### Your goal:
Copy word for word the lines of the listing below, from the line with "Target: stainless steel microwave" through the end of the listing.

:::

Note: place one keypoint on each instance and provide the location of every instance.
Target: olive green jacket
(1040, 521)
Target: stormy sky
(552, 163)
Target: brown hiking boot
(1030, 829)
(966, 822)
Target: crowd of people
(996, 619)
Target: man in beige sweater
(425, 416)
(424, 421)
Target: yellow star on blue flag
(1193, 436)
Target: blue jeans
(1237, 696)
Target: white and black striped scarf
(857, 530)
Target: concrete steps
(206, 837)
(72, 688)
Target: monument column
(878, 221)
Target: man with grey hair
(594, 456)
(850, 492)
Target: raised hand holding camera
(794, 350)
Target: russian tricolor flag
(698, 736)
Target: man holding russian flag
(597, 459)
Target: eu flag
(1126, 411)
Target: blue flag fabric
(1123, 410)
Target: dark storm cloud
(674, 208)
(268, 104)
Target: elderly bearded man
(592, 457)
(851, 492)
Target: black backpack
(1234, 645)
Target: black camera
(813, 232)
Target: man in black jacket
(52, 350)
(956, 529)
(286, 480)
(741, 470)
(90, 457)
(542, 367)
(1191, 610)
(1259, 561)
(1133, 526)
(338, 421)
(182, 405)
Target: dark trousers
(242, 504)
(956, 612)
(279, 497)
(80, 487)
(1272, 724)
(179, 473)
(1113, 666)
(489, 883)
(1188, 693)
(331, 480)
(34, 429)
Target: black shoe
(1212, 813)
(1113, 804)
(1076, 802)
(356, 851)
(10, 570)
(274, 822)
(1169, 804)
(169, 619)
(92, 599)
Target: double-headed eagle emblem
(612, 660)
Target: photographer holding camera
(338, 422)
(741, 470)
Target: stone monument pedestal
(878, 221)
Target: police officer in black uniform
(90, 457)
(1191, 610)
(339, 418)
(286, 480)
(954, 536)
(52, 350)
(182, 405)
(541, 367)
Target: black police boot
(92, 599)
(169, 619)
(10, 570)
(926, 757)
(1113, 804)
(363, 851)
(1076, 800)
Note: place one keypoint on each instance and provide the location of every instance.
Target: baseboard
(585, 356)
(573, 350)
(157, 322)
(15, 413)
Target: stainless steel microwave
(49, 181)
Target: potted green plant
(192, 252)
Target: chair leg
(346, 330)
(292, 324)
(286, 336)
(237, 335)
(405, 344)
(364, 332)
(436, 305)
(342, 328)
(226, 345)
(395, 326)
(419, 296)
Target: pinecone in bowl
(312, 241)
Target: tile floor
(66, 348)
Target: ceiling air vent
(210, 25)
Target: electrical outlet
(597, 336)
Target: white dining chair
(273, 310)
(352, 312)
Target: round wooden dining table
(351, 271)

:::

### Completed task:
Target: stainless steel microwave
(49, 181)
Target: potted green plant
(192, 252)
Target: chair leg
(346, 330)
(292, 324)
(286, 336)
(237, 335)
(405, 344)
(364, 332)
(436, 305)
(342, 328)
(226, 345)
(395, 326)
(419, 296)
Target: pinecone in bowl
(312, 241)
Target: tile floor
(66, 348)
Target: ceiling air vent
(210, 25)
Target: electrical outlet
(597, 336)
Target: white dining chair
(273, 310)
(352, 312)
Target: round wooden dining table
(351, 271)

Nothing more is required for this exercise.